[BEGIN DATA SECTION]

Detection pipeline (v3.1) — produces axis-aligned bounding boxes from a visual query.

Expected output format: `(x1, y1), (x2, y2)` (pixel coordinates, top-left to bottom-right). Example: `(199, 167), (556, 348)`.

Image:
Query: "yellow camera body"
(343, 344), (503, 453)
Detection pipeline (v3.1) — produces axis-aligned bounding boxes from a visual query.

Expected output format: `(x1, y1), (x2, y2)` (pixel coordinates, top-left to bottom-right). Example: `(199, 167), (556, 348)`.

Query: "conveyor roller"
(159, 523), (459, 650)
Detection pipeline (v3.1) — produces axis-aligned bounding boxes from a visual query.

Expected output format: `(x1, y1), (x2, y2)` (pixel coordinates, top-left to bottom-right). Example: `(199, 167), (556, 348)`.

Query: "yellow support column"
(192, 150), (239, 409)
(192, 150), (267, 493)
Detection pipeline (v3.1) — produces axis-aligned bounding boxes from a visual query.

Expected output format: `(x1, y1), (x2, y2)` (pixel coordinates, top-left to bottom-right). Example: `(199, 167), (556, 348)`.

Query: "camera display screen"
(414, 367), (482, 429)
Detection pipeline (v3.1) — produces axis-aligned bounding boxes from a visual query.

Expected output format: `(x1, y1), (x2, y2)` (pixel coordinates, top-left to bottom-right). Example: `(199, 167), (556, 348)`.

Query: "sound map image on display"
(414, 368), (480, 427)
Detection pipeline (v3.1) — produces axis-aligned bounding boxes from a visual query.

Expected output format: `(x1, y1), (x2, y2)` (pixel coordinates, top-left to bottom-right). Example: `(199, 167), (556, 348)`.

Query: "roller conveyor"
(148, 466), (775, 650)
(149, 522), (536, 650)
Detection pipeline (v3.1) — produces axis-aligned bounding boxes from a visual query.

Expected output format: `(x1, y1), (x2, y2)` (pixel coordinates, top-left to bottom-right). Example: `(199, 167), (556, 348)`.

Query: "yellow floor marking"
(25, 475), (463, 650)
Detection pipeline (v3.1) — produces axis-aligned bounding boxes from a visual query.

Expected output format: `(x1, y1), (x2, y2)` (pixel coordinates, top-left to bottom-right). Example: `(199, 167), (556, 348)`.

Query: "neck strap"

[END DATA SECTION]

- [PROBLEM TO SOLVE]: Find each line in the records above that contains the word "display", treating uppercase and lowercase as different, and copy those lines out in full.

- [FULL RESPONSE]:
Query: "camera display screen"
Query: "sound map image on display"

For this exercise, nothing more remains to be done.